Exercise
Put all of the data below into a two-column CSV with the columns input and output, giving each text and its answer one row. Quote every field, replace line breaks with spaces, and leave the pictures out.

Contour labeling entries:
:::::

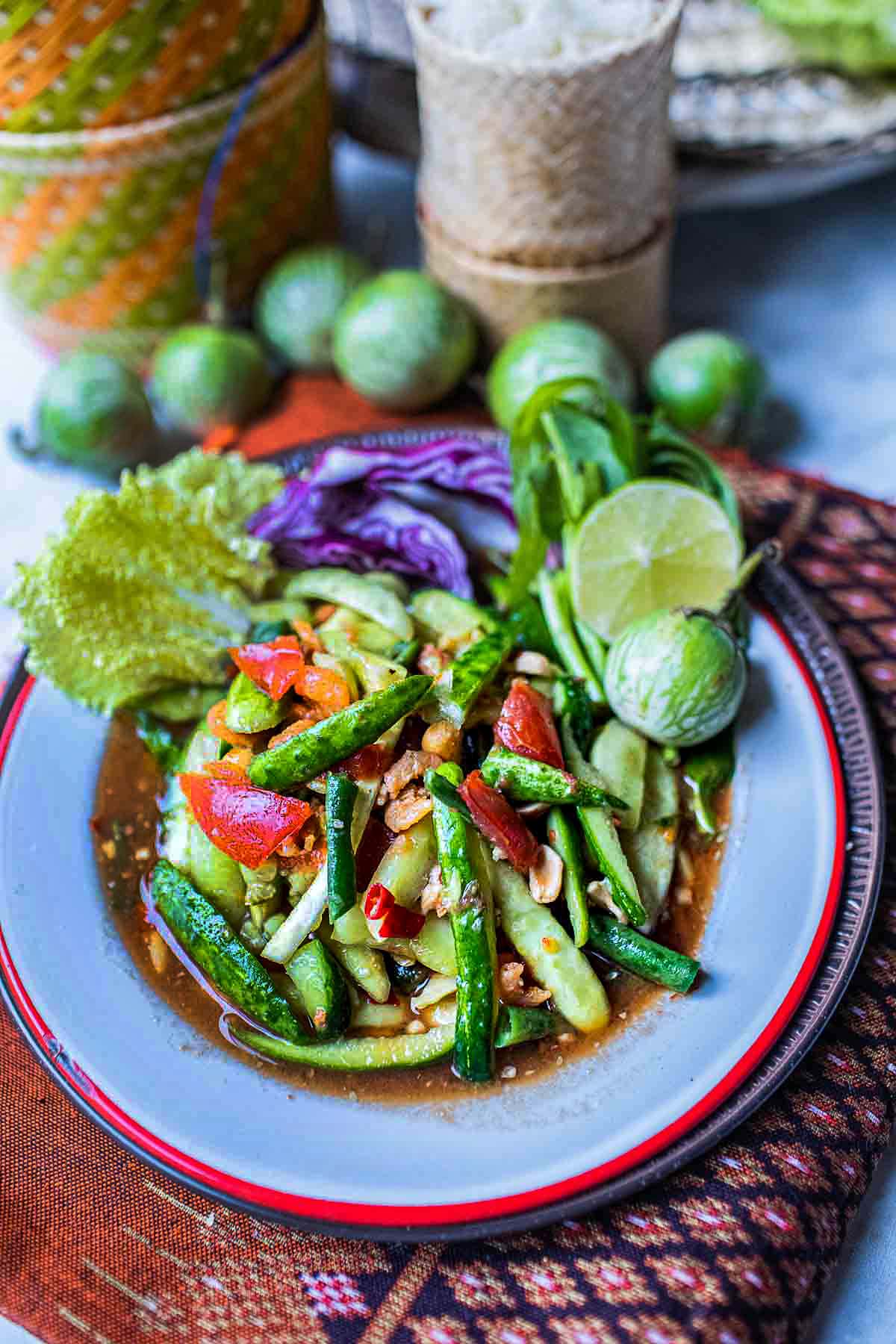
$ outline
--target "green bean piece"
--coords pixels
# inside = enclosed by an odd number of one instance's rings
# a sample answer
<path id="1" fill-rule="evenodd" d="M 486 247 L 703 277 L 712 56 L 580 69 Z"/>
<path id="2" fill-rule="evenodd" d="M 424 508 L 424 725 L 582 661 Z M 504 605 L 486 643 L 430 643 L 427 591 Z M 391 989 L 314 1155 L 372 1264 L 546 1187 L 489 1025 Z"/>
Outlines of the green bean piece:
<path id="1" fill-rule="evenodd" d="M 435 698 L 443 716 L 455 728 L 463 727 L 473 704 L 501 671 L 512 642 L 508 630 L 492 630 L 465 649 L 438 677 Z"/>
<path id="2" fill-rule="evenodd" d="M 568 719 L 563 719 L 560 723 L 560 738 L 567 765 L 576 778 L 598 784 L 600 775 L 579 751 Z M 645 923 L 647 913 L 643 909 L 638 884 L 622 849 L 619 832 L 613 824 L 610 810 L 607 808 L 578 808 L 578 817 L 588 859 L 603 876 L 614 911 L 625 915 L 635 927 Z"/>
<path id="3" fill-rule="evenodd" d="M 418 707 L 433 685 L 430 676 L 410 676 L 384 691 L 337 710 L 279 746 L 262 751 L 249 766 L 259 789 L 285 793 L 344 761 Z"/>
<path id="4" fill-rule="evenodd" d="M 326 899 L 330 922 L 357 900 L 352 817 L 357 785 L 347 774 L 326 775 Z"/>
<path id="5" fill-rule="evenodd" d="M 465 821 L 469 821 L 470 825 L 476 825 L 473 814 L 458 793 L 455 785 L 453 785 L 450 780 L 446 780 L 439 770 L 427 770 L 423 775 L 423 784 L 434 798 L 443 802 L 446 808 L 451 809 L 451 812 L 457 812 Z"/>
<path id="6" fill-rule="evenodd" d="M 598 910 L 588 917 L 588 946 L 642 980 L 652 980 L 680 995 L 688 993 L 700 970 L 700 962 L 693 957 L 664 948 Z"/>
<path id="7" fill-rule="evenodd" d="M 614 812 L 625 812 L 627 806 L 622 798 L 587 780 L 576 780 L 567 770 L 532 761 L 506 747 L 492 747 L 482 762 L 482 778 L 516 802 L 568 802 L 584 808 L 611 808 Z"/>
<path id="8" fill-rule="evenodd" d="M 563 899 L 570 911 L 572 941 L 584 948 L 588 941 L 588 895 L 582 857 L 582 841 L 563 808 L 548 812 L 548 843 L 563 859 Z"/>
<path id="9" fill-rule="evenodd" d="M 553 712 L 557 719 L 570 720 L 576 747 L 582 753 L 587 751 L 594 734 L 594 704 L 588 699 L 584 681 L 576 681 L 567 675 L 555 677 Z"/>
<path id="10" fill-rule="evenodd" d="M 438 773 L 455 788 L 463 778 L 451 762 L 439 766 Z M 478 836 L 469 823 L 434 798 L 433 825 L 457 958 L 454 1068 L 470 1082 L 488 1082 L 494 1077 L 498 1013 L 492 888 Z"/>
<path id="11" fill-rule="evenodd" d="M 688 754 L 684 766 L 685 784 L 690 790 L 695 820 L 704 835 L 715 836 L 719 818 L 716 796 L 735 777 L 735 734 L 725 728 L 712 742 Z"/>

:::::

Written response
input,output
"$ outline --target ""green bean piece"" --coords pixels # inside = enclosed by an odd number of one instance's rings # a sample answer <path id=""1"" fill-rule=""evenodd"" d=""M 486 247 L 703 277 L 712 56 L 580 69 Z""/> <path id=""2"" fill-rule=""evenodd"" d=""M 424 508 L 424 725 L 582 661 Z M 504 605 L 486 643 L 430 643 L 427 591 Z M 391 989 L 314 1155 L 372 1264 L 546 1187 L 489 1025 Z""/> Outlines of the green bean piece:","<path id=""1"" fill-rule=""evenodd"" d=""M 435 698 L 443 716 L 455 728 L 463 727 L 473 704 L 501 671 L 512 642 L 508 630 L 492 630 L 465 649 L 438 677 Z""/> <path id=""2"" fill-rule=""evenodd"" d=""M 568 719 L 563 719 L 560 723 L 560 738 L 567 765 L 576 778 L 598 784 L 600 775 L 579 751 Z M 645 923 L 647 913 L 643 909 L 638 884 L 622 849 L 619 832 L 613 824 L 610 810 L 607 808 L 578 808 L 578 817 L 588 859 L 603 876 L 614 911 L 625 915 L 635 927 Z""/> <path id=""3"" fill-rule=""evenodd"" d=""M 418 707 L 433 685 L 430 676 L 410 676 L 384 691 L 337 710 L 279 746 L 262 751 L 249 766 L 259 789 L 285 793 L 344 761 Z""/> <path id=""4"" fill-rule=""evenodd"" d=""M 326 899 L 330 922 L 357 900 L 352 817 L 357 785 L 347 774 L 326 775 Z""/> <path id=""5"" fill-rule=""evenodd"" d=""M 465 821 L 469 821 L 470 825 L 476 825 L 473 814 L 458 793 L 455 785 L 453 785 L 450 780 L 446 780 L 439 770 L 427 770 L 423 775 L 423 784 L 434 798 L 443 802 L 446 808 L 451 809 L 451 812 L 457 812 Z""/> <path id=""6"" fill-rule=""evenodd"" d=""M 598 910 L 588 917 L 588 946 L 642 980 L 652 980 L 680 995 L 688 993 L 700 970 L 700 962 L 693 957 L 664 948 Z""/> <path id=""7"" fill-rule=""evenodd"" d=""M 614 812 L 625 812 L 627 806 L 622 798 L 587 780 L 576 780 L 567 770 L 532 761 L 506 747 L 492 747 L 482 762 L 482 778 L 516 802 L 568 802 L 584 808 L 611 808 Z""/> <path id=""8"" fill-rule=""evenodd"" d=""M 563 899 L 570 911 L 572 941 L 584 948 L 588 941 L 588 895 L 582 857 L 582 841 L 563 808 L 548 812 L 548 843 L 563 859 Z""/> <path id=""9"" fill-rule=""evenodd"" d=""M 553 712 L 557 719 L 570 720 L 576 747 L 582 753 L 587 751 L 594 734 L 594 704 L 588 699 L 584 681 L 576 681 L 567 675 L 555 677 Z""/> <path id=""10"" fill-rule=""evenodd"" d=""M 438 773 L 455 788 L 463 778 L 451 762 L 439 766 Z M 478 836 L 469 823 L 434 798 L 433 825 L 457 958 L 454 1068 L 470 1082 L 488 1082 L 494 1077 L 498 1013 L 492 888 Z""/> <path id=""11"" fill-rule=""evenodd"" d=""M 688 754 L 684 766 L 685 784 L 690 790 L 695 820 L 704 835 L 715 836 L 719 818 L 716 796 L 735 777 L 735 734 L 725 728 L 712 742 Z""/>"